**Problem statement**: Retype, word for word, each line between the lines holding "Pick out the bird's" and "Pick out the green leaf", inclusive, and leave the rest of the data alone.

Dataset entries
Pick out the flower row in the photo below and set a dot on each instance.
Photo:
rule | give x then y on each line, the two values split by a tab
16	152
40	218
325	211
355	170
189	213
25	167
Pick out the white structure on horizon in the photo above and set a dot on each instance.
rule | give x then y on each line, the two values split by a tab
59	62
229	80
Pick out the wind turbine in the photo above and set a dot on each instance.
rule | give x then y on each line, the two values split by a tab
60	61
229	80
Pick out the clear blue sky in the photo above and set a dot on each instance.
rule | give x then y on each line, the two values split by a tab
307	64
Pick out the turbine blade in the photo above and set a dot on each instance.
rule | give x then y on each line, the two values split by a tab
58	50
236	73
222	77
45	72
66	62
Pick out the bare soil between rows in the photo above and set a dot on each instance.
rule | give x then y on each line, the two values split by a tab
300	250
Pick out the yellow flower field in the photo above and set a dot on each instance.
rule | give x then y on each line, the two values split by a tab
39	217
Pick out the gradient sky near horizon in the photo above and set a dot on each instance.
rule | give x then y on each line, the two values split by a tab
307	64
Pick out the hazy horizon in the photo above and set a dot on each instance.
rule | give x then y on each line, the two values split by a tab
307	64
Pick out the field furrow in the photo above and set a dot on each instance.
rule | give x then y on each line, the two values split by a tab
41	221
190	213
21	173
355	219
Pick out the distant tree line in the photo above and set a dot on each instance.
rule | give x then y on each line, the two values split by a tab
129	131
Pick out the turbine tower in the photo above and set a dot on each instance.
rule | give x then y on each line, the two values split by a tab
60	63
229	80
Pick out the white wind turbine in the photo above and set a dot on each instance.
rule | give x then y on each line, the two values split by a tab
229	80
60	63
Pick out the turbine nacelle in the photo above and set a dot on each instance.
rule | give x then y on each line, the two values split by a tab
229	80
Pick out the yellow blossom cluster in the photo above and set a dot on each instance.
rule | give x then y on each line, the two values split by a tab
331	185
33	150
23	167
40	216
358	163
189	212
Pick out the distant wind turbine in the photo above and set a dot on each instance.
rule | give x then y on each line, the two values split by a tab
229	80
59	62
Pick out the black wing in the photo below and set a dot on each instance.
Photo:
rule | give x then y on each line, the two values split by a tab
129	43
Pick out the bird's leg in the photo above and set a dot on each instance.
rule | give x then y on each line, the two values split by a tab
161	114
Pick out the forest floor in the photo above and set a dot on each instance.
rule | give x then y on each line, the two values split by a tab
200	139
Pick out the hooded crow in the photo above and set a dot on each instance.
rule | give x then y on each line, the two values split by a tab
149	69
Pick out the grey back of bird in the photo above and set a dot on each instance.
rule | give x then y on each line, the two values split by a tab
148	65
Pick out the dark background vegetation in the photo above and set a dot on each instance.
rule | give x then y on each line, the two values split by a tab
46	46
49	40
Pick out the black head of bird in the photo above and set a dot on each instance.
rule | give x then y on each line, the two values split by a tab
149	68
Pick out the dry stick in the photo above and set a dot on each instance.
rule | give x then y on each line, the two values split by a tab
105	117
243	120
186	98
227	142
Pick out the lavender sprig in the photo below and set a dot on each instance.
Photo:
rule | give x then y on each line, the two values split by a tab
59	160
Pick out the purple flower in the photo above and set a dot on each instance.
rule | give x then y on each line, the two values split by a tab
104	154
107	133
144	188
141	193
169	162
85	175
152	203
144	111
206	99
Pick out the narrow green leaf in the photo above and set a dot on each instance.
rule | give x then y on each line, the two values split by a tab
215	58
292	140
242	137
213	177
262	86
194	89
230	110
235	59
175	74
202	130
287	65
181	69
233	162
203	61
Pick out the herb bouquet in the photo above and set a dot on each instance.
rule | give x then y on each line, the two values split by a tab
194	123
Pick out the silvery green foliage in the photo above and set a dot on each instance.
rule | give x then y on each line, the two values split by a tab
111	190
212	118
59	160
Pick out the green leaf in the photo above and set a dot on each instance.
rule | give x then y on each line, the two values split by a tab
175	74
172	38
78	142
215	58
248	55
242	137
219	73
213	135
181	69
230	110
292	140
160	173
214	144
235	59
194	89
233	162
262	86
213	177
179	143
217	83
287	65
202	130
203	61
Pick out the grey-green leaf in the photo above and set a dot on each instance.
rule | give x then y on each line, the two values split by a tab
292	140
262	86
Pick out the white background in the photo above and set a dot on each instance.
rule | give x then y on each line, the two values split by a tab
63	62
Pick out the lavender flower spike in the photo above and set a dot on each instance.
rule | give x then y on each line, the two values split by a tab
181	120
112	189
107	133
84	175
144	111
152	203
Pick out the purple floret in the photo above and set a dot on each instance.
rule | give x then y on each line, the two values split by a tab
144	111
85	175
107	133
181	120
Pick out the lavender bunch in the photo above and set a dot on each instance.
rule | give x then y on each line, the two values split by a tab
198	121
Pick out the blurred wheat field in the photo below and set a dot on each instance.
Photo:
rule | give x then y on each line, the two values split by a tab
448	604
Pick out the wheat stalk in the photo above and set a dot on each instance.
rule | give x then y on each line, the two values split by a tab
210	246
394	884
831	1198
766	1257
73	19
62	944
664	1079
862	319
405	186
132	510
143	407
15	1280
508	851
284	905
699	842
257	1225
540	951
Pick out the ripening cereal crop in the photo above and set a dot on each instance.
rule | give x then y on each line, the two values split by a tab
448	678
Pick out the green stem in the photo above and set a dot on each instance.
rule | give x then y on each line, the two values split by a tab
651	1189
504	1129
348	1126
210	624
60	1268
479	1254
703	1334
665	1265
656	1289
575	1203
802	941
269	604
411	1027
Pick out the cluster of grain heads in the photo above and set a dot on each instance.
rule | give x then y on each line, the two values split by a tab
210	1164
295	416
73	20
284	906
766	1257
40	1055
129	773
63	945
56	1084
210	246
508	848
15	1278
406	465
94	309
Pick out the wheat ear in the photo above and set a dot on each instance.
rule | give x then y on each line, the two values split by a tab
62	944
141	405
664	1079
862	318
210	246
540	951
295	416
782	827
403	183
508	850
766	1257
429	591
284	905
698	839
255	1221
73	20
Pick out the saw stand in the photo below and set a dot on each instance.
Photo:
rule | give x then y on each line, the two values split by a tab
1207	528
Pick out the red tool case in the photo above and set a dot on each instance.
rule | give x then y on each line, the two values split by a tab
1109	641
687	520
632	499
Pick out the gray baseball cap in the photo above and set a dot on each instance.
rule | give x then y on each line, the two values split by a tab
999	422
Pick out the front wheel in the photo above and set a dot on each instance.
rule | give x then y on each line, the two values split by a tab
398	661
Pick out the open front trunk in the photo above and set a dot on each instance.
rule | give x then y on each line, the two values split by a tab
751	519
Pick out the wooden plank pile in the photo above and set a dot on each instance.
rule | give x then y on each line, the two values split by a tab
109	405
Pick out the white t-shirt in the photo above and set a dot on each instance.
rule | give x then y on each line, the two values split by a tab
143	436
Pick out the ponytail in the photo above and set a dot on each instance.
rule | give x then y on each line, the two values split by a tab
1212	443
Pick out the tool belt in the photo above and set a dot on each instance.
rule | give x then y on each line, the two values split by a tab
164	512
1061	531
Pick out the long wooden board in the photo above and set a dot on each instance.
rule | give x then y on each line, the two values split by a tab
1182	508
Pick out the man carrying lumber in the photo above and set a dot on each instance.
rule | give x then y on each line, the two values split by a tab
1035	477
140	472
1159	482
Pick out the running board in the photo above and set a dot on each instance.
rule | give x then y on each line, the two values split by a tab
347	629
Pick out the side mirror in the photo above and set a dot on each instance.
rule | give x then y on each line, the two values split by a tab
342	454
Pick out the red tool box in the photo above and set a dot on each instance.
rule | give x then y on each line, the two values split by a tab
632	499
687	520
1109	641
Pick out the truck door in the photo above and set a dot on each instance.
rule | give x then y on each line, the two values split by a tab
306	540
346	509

**Result**:
Pick out the bird's leg in the photo above and set a dot on each instance.
rule | give x then y on each line, the two values split by a tab
161	114
Pick out the forest floor in the photo above and set a dot on each instance.
rule | give x then y on each line, the two values split by a tab
200	139
Pick out the hooded crow in the photo above and set a dot on each instance.
rule | give x then y on each line, the two values split by a tab
149	69
Pick out the grey back of bird in the photo above and set a dot on each instance.
rule | give x then y on each line, the two values split by a tab
148	65
Pick out the dark background vegetation in the photo above and set a dot on each instance.
rule | give x then y on each line, the two values split by a tab
46	46
49	40
Pick out the black head of bird in the photo above and set a dot on each instance.
rule | give x then y on each line, the two values split by a tab
149	68
Pick out the dry stick in the photo above and set a dot on each instance.
rule | give x then y on each line, the two values split by a tab
105	117
243	120
186	98
227	142
Pick out the lavender sprig in the photo below and set a dot on each instance.
Photo:
rule | give x then y on each line, the two values split by a tab
59	160
Pick out the purple flower in the photo above and set a dot on each instance.
rule | give x then y on each line, the two values split by a tab
104	154
107	133
144	188
141	193
169	162
85	175
152	203
144	111
206	99
Pick out the narrow green leaf in the photo above and set a dot on each instance.
rule | give x then y on each line, the two values split by a tab
215	58
292	140
242	137
213	177
262	86
194	89
230	110
235	59
175	74
202	130
287	65
181	69
233	162
203	61
Pick out the herb bouquet in the photo above and set a dot on each instance.
rule | give x then y on each line, the two values split by a tab
194	123
Pick out the silvery green foliage in the photo above and set a dot on each instance.
rule | give x then y on each line, the two values split by a tab
111	190
212	118
59	160
Pick out the green leaf in the photo above and set a dot on each instance.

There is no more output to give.